» **Record set**:
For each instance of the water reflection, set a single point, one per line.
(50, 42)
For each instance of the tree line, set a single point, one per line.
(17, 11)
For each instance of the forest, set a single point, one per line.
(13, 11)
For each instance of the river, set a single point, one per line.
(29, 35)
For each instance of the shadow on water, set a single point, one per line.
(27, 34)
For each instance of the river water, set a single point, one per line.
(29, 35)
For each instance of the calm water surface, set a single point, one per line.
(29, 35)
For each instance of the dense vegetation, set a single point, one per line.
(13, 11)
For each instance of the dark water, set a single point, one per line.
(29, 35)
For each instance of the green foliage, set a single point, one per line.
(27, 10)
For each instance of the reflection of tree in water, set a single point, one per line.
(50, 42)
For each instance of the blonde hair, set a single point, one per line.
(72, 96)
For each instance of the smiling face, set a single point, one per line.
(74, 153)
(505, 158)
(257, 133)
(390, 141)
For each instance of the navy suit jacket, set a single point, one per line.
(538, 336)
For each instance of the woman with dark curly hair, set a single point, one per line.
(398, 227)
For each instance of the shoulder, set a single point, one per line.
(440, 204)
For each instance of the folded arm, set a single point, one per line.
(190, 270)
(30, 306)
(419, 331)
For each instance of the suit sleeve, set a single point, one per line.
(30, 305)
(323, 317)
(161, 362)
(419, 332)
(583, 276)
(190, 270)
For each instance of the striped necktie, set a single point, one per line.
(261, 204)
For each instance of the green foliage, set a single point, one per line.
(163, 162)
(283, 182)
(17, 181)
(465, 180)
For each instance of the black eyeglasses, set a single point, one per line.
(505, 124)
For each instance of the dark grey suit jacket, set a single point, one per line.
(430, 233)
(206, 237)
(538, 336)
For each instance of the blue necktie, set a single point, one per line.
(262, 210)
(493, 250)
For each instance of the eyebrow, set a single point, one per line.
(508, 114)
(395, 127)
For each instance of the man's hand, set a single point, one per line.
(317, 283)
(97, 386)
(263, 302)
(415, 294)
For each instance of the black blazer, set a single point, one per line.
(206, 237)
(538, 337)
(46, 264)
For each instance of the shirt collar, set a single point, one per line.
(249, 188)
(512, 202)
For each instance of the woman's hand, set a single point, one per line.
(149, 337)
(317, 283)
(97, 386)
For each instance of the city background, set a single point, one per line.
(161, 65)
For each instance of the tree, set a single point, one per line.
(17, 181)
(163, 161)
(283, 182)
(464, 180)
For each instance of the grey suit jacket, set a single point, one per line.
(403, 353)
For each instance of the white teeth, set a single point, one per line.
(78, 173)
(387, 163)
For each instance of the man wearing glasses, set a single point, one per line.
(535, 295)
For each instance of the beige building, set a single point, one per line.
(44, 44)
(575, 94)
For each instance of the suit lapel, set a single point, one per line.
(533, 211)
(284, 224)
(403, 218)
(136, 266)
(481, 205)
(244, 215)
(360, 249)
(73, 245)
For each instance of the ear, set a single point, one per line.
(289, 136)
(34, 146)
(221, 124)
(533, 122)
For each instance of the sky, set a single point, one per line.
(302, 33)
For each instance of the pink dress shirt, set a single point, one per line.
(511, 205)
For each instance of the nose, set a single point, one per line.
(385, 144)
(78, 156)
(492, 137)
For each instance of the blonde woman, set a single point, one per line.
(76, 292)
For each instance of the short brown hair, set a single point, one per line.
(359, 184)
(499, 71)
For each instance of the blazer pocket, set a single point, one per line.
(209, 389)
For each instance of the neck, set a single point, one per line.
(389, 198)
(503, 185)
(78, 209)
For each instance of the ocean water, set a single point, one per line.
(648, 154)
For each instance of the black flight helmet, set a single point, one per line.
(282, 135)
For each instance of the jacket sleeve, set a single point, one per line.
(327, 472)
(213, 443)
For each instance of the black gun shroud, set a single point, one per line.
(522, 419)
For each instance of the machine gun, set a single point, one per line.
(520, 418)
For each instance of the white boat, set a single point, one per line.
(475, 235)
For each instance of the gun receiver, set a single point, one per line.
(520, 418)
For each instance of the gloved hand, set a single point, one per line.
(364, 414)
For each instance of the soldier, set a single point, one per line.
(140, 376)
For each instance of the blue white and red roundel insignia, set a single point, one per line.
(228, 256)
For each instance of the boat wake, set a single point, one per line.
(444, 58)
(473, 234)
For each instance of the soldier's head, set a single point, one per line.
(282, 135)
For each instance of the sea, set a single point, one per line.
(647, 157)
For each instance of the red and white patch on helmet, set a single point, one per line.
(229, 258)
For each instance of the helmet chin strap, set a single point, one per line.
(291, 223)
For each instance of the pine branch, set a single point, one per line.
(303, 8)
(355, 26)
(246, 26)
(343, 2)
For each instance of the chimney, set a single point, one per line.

» **Task requirements**:
Set all of the entries down again, exactly as they were given.

» **Written response**:
For each instance of the water reflection, set a single point, one per line.
(50, 42)
For each instance of the tree line, set a single point, one per line.
(17, 11)
For each instance of the forest, set a single point, one per line.
(13, 11)
For each instance of the river, set a single point, one per line.
(29, 35)
For each instance of the shadow on water, set a single point, one per line.
(27, 34)
For each instance of the river water, set a single point, one per line.
(29, 35)
For each instance of the calm water surface, set a single point, one per line.
(29, 35)
For each instance of the dense vegetation, set a single point, one per line.
(13, 11)
For each instance of the dark water, set a single point, one per line.
(29, 35)
For each instance of the green foliage, set a single point, one per line.
(27, 10)
For each instance of the reflection of tree in water, set a single point, one per line.
(50, 42)
For each instance of the blonde hair, set a single point, one per line.
(72, 96)
For each instance of the smiling face, set a single point, one per line.
(74, 153)
(505, 158)
(257, 133)
(390, 141)
For each instance of the navy suit jacket, set a single point, one per line.
(538, 336)
For each instance of the woman with dark curly hair, set a single point, one per line.
(398, 227)
For each instance of the shoulder, set a single point, one per line.
(440, 204)
For each instance of the folded arm, set a single point, one per line.
(190, 270)
(30, 306)
(419, 331)
For each instance of the suit sleeve, set a single point, one per line.
(30, 305)
(323, 317)
(161, 362)
(419, 332)
(583, 276)
(190, 270)
For each instance of the striped necktie, set a single point, one per line.
(261, 204)
For each instance of the green foliage, set a single point, one per line.
(163, 162)
(283, 182)
(17, 181)
(465, 180)
For each instance of the black eyeglasses, set a single point, one per line.
(505, 124)
For each instance of the dark grey suit jacket, set a single point, one per line.
(430, 233)
(206, 237)
(538, 336)
For each instance of the blue necktie, set a single point, one per line.
(262, 210)
(493, 250)
For each instance of the eyebrow, set a single point, one per line.
(508, 114)
(395, 127)
For each instance of the man's hand, set a single point, one per line.
(317, 283)
(97, 386)
(263, 302)
(415, 294)
For each instance of the black blazer, set a single point, one per line.
(206, 237)
(538, 337)
(46, 264)
For each instance of the shirt collar, set a single point, one per line.
(249, 188)
(512, 202)
For each instance of the woman's hand, set a single point, one per line.
(149, 337)
(317, 283)
(97, 386)
For each instance of the city background, set a single point, one per line.
(161, 65)
For each instance of the tree, set a single point, one per line.
(17, 181)
(163, 161)
(283, 182)
(464, 180)
For each instance of the grey suit jacket, set a single point, one per line.
(403, 353)
For each instance of the white teeth, set a single point, one per line.
(78, 173)
(387, 163)
For each instance of the man wearing glasses, set a single point, one per line.
(535, 295)
For each instance of the beige building, set a single point, one per line.
(44, 44)
(575, 94)
For each instance of the suit lapel, set a single point, one per line.
(533, 211)
(284, 224)
(403, 218)
(136, 266)
(481, 205)
(244, 215)
(360, 249)
(73, 245)
For each instance of the ear, set a single point, one per line.
(289, 136)
(34, 146)
(221, 124)
(533, 122)
For each instance of the sky, set a single point, one per line.
(302, 33)
For each instance of the pink dress shirt, set a single point, one per line.
(511, 205)
For each instance of the nose, set a single point, one per line.
(385, 144)
(78, 156)
(492, 137)
For each instance of the blonde woman, set a single point, one per line.
(76, 292)
For each instance of the short brown hair, set a single point, one per line.
(359, 184)
(499, 71)
For each instance of the blazer pocket, set a single point, one per line.
(209, 389)
For each instance of the neck, set a single point, one per line.
(389, 198)
(503, 185)
(78, 209)
For each instance of the ocean water, set a single point, one per line.
(648, 154)
For each instance of the black flight helmet, set a single point, one per line.
(282, 135)
For each instance of the jacket sleeve, set a single point, one per line.
(327, 472)
(213, 443)
For each instance of the black gun shroud, set a single point, one per line.
(522, 419)
For each instance of the machine gun, set a single point, one per line.
(520, 418)
For each instance of the white boat, set a single point, one per line.
(475, 235)
For each instance of the gun receiver, set a single point, one per line.
(520, 418)
For each instance of the gloved hand, set a single point, one per line.
(364, 414)
For each instance of the soldier, set a single point, one per line.
(140, 376)
For each instance of the blue white and red roundel insignia, set a single point, one per line.
(228, 256)
For each instance of the boat wake, set a single point, one per line.
(444, 58)
(473, 234)
For each instance of the soldier's head, set a single point, one per line.
(282, 135)
For each instance of the sea, set a single point, one per line.
(647, 157)
For each instance of the red and white patch on helmet, set a single point, one per line.
(229, 258)
For each instance of the helmet chin strap, set a single point, one per line.
(291, 223)
For each instance of the pine branch, set a single point, one per line.
(303, 8)
(355, 26)
(246, 26)
(343, 2)
For each instance of the chimney, set a single point, one per line.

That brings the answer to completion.